→ **Work to complete**
[1] Answer these questions using the spin-batting article:
(a) What role at the ECB does Graham Thorpe hold?
(b) Which period against a spinner is called the most crucial?
(c) What guard did he generally take to start with against Murali bowling round the wicket?
[2] Reproduce the spin-batting article between "Learn how to" and "the turning ball.", inclusive, and switch "twirlers" to "spinners".
[3] List every section heading in the spin-batting article.

→ **Page extract**
Learn how to play spin bowling like a pro. In the first of a two-part series, Graham Thorpe, the ECB’s lead batting coach and an expert against twirlers in his day, shares his tips on how to face the turning ball.
WINNING THE EARLY BATTLE
When I first walk out to bat I’m looking at the gaps and also looking to sniff out the danger. Those first 20 minutes against a spinner are the most crucial and you have to have confidence in your defence. One thing you don’t want to be doing is prodding on to the front foot and then getting caught by close catchers.
You have to be confident in your ability to defend either away from the ball or sometimes to the ball, but softly. The bowler is trying to land it as many times as he can on a length. As a batsman you’re trying to make sure that you end up either getting away from the ball, so you can watch it spin, or hit it on the half-volley. That is what you would call ‘picking length’, which is the key thing against the spinners.
WORKING AGAINST THE SPIN
Some people say, ‘Can you hit the ball against the spin?’ Well of course you can, so long as you pick length correctly. For someone like Murali, bowling round the wicket, I generally took a middle-stump guard to start with and even though he was a big turner of an off-break, I didn’t want to exclusively work on the off-side; I wanted to be able to have options, to be able to hit him through the leg-side, against the spin.
ASSESSING YOUR SCORING OPTIONS
If there are fielders round the bat then you’re going to have gaps to score, so you need strong attacking options. It’s important to have real clarity on whether you want to sweep the bowler early on, whether you want to put them under pressure, whether you’ll slog-sweep, whether you want to hit them over the top. Once you’ve made those decisions then don’t lose those scoring options in your head.

Records taken from a dataset
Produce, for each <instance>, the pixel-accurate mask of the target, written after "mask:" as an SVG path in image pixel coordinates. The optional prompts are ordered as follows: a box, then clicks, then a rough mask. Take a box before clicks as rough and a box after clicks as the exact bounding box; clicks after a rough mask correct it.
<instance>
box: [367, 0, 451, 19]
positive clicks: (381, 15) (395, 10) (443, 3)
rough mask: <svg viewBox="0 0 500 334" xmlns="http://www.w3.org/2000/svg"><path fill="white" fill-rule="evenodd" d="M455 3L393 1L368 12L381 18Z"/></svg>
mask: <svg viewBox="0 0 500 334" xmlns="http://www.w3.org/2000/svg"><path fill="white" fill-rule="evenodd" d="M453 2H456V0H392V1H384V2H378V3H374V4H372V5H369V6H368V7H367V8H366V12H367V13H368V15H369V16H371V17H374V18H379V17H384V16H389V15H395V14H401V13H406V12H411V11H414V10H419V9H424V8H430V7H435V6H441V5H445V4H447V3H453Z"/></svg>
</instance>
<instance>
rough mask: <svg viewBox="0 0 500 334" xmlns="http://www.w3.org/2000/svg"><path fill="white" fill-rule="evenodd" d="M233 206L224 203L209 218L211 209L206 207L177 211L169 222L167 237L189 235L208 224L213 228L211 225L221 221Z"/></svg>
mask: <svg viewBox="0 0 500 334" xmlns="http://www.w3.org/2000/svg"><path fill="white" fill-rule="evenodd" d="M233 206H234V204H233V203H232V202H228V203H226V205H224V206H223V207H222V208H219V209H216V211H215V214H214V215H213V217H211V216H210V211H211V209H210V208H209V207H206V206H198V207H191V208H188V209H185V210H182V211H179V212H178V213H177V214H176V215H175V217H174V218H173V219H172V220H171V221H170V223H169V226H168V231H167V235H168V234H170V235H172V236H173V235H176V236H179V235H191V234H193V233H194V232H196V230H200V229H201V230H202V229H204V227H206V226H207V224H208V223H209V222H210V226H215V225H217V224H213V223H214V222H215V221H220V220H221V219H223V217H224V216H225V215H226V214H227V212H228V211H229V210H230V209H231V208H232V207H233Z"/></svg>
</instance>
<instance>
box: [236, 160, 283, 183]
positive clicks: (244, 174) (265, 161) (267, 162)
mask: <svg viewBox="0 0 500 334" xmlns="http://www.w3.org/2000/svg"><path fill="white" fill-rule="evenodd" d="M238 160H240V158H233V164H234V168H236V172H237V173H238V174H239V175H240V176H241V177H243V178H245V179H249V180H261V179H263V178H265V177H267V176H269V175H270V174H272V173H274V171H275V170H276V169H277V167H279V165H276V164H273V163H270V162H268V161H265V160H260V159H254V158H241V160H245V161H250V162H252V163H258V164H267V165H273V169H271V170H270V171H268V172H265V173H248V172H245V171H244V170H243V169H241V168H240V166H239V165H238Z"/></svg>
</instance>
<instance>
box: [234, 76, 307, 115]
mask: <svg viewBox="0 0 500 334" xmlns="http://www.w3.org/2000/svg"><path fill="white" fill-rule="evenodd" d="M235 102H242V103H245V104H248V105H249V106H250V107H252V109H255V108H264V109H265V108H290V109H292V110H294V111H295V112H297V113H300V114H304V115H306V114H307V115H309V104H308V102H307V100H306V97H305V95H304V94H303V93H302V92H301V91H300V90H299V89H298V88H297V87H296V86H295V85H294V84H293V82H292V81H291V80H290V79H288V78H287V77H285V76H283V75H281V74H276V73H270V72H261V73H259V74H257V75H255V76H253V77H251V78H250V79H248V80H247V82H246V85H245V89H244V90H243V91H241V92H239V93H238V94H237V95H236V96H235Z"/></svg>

→ **Task-by-task outputs**
[1]
(a) He is the ECB's lead batting coach.
(b) The first 20 minutes.
(c) A middle-stump guard.

[2]
Learn how to play spin bowling like a pro. In the first of a two-part series, Graham Thorpe, the ECB’s lead batting coach and an expert against spinners in his day, shares his tips on how to face the turning ball.

[3]
WINNING THE EARLY BATTLE
WORKING AGAINST THE SPIN
ASSESSING YOUR SCORING OPTIONS